#### Exercise instructions:
a. List every parameter that the upload_object function takes in the excerpt below about uploading local files to an object container.
b. In the excerpt below about uploading local files to an object container, what content type is set in the extra argument of the upload call?
c. Continue the excerpt below about uploading local files to an object container from the point where it stops.

#### Passage for review:
^^^^^^^^^^^^^^^^

We can now write a function that uploads invidual local files to a target object container. As this function will be called in parallel in various threads we instanciate a dedicated driver inside.

In [105]:

def upload_object(local_folder, object_name, container_name=CONTAINER_NAME, skip_if_exists=True):
    driver = build_driver()  # libcloud drivers are not thread-safe
    container = get_or_create_container(driver, container_name)
    filepath = os.path.join(local_folder, object_name)
    if skip_if_exists:
        try:
            # Check the size to deal with partially uploaded files
            ob =  container.get_object(object_name)
            if ob.size == os.stat(filepath).st_size:
                return ob
        except ObjectDoesNotExistError:
            pass
    return container.upload_object(filepath, object_name,
        extra={'content_type': 'application/octet-stream'})

^^^^^^^^^^^^^^^^

#### Data for analysis:

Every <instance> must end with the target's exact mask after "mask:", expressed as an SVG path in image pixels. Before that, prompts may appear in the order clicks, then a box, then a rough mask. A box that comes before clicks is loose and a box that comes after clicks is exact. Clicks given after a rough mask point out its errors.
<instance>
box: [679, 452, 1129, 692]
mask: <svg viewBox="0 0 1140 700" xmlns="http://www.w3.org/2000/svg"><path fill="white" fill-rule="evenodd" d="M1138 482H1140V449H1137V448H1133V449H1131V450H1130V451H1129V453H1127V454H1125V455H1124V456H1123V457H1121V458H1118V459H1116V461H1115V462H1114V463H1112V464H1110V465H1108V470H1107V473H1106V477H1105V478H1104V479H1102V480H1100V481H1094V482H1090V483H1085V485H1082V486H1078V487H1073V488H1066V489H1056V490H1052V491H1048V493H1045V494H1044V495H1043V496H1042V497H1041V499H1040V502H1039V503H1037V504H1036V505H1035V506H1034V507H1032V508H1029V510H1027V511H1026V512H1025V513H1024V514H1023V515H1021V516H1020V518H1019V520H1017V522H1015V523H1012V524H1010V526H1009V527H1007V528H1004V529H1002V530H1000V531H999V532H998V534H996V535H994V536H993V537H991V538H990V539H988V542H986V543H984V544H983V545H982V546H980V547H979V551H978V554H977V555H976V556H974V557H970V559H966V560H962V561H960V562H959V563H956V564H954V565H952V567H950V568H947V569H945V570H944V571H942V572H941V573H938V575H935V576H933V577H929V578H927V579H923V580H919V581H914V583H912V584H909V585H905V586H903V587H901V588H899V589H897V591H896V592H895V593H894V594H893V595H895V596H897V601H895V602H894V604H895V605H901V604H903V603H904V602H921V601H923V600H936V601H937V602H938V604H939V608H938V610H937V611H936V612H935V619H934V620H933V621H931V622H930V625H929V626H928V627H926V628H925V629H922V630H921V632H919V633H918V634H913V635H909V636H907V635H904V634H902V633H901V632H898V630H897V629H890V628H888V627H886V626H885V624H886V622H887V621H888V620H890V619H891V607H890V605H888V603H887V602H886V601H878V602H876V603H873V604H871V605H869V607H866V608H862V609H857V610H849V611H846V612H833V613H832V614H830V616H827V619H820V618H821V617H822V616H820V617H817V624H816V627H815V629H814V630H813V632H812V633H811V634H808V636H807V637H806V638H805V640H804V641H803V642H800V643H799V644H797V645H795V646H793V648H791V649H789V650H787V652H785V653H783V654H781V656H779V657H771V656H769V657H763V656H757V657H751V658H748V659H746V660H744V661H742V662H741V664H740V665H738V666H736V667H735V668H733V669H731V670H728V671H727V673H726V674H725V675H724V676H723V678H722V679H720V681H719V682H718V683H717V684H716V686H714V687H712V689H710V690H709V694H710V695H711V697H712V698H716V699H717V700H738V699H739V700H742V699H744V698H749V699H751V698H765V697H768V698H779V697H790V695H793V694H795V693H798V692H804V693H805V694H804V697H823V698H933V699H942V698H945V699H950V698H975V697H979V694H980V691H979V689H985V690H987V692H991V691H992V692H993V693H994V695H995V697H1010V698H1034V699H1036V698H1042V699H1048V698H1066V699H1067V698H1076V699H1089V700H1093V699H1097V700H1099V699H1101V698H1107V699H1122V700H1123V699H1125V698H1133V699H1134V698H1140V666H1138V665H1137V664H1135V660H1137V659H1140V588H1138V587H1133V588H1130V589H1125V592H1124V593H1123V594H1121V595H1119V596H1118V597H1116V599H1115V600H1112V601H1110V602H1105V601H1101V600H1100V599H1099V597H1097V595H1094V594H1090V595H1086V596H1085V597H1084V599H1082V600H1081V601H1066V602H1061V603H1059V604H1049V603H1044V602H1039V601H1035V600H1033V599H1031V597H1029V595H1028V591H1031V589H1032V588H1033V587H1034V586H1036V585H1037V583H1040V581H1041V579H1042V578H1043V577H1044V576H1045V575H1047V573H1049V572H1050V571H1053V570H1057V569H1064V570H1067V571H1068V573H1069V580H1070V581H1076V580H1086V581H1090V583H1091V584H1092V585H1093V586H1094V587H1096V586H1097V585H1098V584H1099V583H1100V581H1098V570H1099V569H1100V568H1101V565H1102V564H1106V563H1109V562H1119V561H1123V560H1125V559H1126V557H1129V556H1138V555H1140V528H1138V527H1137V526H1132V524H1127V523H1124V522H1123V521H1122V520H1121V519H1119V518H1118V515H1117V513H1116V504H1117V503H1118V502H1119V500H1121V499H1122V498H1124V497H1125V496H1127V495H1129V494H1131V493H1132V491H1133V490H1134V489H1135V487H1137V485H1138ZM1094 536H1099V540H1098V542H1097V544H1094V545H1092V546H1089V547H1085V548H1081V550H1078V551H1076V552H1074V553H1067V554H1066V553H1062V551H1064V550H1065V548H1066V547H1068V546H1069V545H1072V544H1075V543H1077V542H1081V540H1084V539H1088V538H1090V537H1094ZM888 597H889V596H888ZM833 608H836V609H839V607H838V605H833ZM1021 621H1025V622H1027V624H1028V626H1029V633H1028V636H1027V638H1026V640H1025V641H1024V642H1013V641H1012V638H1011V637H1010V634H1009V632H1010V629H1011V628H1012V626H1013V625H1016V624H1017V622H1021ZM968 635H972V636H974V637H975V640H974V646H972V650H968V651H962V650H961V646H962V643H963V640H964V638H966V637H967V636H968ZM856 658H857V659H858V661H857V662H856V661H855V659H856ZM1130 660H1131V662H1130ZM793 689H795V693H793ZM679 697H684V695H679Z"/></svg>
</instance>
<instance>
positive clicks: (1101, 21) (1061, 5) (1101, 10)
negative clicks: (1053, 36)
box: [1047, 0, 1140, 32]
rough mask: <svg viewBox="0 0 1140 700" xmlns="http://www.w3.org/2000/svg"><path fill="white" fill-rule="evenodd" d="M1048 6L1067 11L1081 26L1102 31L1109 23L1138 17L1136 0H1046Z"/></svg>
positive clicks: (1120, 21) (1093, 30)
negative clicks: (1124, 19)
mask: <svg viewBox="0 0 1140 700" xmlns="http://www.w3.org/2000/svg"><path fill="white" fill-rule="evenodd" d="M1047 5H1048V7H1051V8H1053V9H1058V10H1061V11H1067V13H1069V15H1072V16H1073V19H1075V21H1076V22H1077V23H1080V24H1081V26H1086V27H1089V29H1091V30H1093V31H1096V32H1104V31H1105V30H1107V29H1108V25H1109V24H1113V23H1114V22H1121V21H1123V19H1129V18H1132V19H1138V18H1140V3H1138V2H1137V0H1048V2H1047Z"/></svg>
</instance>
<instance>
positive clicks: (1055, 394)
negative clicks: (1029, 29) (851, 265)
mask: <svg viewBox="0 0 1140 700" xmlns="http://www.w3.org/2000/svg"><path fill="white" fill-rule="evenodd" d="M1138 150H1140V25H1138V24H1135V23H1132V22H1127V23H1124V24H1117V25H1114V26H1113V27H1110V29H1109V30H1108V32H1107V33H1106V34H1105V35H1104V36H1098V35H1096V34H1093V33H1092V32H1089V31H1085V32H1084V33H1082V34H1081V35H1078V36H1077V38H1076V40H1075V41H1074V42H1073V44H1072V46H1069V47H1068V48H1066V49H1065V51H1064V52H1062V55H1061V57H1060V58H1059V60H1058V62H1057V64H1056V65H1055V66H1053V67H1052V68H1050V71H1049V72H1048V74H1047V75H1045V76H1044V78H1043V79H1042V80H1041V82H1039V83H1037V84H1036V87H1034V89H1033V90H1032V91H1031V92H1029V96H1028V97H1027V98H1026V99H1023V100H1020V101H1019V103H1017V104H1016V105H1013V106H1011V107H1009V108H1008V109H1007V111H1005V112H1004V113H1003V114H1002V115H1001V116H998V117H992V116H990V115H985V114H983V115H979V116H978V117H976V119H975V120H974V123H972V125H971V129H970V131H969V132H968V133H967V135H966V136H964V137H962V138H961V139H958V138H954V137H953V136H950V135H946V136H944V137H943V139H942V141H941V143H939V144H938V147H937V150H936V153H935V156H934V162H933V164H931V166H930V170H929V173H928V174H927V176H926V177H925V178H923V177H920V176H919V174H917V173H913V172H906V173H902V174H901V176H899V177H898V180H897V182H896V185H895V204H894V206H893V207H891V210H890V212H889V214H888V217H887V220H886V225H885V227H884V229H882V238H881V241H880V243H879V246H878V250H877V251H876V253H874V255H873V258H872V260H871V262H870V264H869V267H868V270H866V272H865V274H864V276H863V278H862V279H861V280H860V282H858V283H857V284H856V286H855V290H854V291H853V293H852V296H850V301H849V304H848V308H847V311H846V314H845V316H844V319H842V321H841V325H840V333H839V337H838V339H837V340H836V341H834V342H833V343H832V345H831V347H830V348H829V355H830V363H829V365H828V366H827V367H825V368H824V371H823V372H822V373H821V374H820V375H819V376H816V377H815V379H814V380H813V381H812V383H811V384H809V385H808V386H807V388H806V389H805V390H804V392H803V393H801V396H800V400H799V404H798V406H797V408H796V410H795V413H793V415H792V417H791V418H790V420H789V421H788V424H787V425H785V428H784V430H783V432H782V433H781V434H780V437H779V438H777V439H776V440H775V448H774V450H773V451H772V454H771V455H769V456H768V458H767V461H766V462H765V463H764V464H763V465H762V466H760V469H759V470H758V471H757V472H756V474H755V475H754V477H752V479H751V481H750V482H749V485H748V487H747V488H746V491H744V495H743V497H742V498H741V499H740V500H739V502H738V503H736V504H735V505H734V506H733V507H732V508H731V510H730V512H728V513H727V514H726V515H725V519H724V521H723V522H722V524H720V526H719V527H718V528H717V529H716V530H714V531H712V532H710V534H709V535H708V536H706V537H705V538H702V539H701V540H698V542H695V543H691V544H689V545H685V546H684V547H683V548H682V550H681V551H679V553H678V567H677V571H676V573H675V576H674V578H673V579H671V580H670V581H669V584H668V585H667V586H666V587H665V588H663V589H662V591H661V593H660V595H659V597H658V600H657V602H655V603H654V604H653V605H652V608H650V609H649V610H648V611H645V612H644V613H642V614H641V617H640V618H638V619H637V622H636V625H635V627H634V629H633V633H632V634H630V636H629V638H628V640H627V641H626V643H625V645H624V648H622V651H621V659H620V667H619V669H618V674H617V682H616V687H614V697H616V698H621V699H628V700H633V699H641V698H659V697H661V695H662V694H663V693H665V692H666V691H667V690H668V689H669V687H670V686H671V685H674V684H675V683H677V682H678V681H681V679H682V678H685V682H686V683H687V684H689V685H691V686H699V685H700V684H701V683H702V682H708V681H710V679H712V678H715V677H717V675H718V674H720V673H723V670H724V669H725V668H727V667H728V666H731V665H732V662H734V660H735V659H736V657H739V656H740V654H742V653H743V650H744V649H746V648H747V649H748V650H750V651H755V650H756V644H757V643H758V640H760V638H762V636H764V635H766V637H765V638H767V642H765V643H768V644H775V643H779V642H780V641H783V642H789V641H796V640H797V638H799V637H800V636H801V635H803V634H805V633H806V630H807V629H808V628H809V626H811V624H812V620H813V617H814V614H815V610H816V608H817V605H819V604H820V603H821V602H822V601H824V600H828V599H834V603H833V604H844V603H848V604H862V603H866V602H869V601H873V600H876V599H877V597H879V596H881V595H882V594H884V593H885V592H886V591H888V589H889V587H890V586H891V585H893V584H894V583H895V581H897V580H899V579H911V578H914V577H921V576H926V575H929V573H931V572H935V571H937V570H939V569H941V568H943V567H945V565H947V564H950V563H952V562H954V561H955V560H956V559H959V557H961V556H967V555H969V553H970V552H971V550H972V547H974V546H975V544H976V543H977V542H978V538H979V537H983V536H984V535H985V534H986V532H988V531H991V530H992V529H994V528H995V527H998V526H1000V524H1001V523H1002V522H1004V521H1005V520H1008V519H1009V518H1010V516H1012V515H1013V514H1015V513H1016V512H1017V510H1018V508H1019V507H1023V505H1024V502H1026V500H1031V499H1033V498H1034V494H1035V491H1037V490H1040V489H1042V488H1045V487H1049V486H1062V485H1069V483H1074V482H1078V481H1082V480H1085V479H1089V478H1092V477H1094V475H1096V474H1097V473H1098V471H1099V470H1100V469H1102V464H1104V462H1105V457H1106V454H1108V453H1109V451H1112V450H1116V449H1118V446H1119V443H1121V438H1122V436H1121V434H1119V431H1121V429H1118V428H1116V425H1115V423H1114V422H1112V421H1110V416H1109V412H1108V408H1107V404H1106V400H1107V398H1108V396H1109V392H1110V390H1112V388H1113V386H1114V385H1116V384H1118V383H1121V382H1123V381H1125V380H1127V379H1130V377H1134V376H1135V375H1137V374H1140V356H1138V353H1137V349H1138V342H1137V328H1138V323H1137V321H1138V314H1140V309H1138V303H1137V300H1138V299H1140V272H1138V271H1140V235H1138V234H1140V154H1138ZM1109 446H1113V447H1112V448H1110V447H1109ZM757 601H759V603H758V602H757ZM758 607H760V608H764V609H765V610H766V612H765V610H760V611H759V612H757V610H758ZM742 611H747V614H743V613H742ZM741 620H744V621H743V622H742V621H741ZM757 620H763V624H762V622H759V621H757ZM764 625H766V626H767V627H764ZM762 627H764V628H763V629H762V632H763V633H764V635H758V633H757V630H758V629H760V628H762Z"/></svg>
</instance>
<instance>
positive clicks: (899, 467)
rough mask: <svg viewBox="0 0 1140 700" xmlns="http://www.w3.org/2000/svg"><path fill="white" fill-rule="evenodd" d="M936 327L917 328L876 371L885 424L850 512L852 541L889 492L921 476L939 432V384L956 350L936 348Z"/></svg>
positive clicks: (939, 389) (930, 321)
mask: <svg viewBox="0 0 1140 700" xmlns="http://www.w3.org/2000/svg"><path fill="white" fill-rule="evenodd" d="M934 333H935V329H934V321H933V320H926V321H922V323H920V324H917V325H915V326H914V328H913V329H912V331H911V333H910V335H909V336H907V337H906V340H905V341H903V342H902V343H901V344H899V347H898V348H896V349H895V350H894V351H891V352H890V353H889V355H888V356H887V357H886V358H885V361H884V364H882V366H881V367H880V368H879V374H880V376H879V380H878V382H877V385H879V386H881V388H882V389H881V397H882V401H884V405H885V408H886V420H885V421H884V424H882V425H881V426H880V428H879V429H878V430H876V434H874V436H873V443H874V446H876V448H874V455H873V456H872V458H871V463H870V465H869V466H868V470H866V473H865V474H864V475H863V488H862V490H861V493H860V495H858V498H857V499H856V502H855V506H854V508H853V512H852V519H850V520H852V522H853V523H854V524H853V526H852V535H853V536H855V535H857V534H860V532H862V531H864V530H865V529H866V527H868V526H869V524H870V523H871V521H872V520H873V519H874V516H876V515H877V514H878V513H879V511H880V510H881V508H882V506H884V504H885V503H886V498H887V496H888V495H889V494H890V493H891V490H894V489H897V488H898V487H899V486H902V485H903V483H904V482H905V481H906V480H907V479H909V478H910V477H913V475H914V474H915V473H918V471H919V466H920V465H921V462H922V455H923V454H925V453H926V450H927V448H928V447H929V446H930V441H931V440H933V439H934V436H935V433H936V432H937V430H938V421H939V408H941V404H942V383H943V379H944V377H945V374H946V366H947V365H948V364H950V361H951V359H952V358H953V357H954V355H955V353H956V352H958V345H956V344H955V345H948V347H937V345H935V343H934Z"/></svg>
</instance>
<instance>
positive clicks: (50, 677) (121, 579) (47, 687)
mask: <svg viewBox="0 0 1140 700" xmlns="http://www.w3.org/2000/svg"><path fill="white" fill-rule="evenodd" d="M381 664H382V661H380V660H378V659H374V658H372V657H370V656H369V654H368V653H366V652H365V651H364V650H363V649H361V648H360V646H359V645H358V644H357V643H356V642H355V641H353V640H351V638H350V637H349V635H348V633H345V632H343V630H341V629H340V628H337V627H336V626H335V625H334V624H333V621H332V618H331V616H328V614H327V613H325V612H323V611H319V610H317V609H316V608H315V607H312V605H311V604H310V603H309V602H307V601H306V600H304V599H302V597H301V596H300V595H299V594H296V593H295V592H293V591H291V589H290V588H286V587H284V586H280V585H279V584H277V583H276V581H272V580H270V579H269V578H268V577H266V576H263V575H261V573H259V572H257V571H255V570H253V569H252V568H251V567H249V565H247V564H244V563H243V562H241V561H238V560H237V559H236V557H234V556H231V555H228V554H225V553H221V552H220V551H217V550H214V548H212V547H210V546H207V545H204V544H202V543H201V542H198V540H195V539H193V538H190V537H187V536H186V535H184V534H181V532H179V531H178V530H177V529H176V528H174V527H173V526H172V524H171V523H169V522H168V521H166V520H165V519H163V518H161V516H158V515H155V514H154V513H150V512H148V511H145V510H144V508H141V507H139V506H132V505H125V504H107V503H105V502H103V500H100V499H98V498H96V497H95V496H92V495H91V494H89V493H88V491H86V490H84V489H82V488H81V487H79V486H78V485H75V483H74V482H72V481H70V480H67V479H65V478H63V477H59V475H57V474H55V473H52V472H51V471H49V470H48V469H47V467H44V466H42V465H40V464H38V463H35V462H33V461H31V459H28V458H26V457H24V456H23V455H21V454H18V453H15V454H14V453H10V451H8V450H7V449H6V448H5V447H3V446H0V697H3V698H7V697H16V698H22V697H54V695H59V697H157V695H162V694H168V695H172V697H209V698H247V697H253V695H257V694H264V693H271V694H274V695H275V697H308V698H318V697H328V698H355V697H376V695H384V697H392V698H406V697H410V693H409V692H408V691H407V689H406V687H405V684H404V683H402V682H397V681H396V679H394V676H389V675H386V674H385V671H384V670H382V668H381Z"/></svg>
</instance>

^^^^^^^^^^^^^^^^

#### Solved problems:
a. local_folder, object_name, container_name, skip_if_exists

b. 'application/octet-stream'

c.
Finally let us upload all the chunks and labels from the MNIST8M dataset in parallel to speedup the upload. As IPython does not seem to be fully compatible with gevent monkeypatching we will use Python threads to upload data in parallel:

In [106]:

n_workers = 10
filenames = os.listdir(NUMPY_DATA_FOLDER)

tic = time()
with ThreadPoolExecutor(max_workers=n_workers) as e:
    for f in filenames:
        e.submit(upload_object, local_folder, f)
print("Uploaded {} files with {} workers in {:0.3f}s".format(
      len(filenames), n_workers, time() - tic))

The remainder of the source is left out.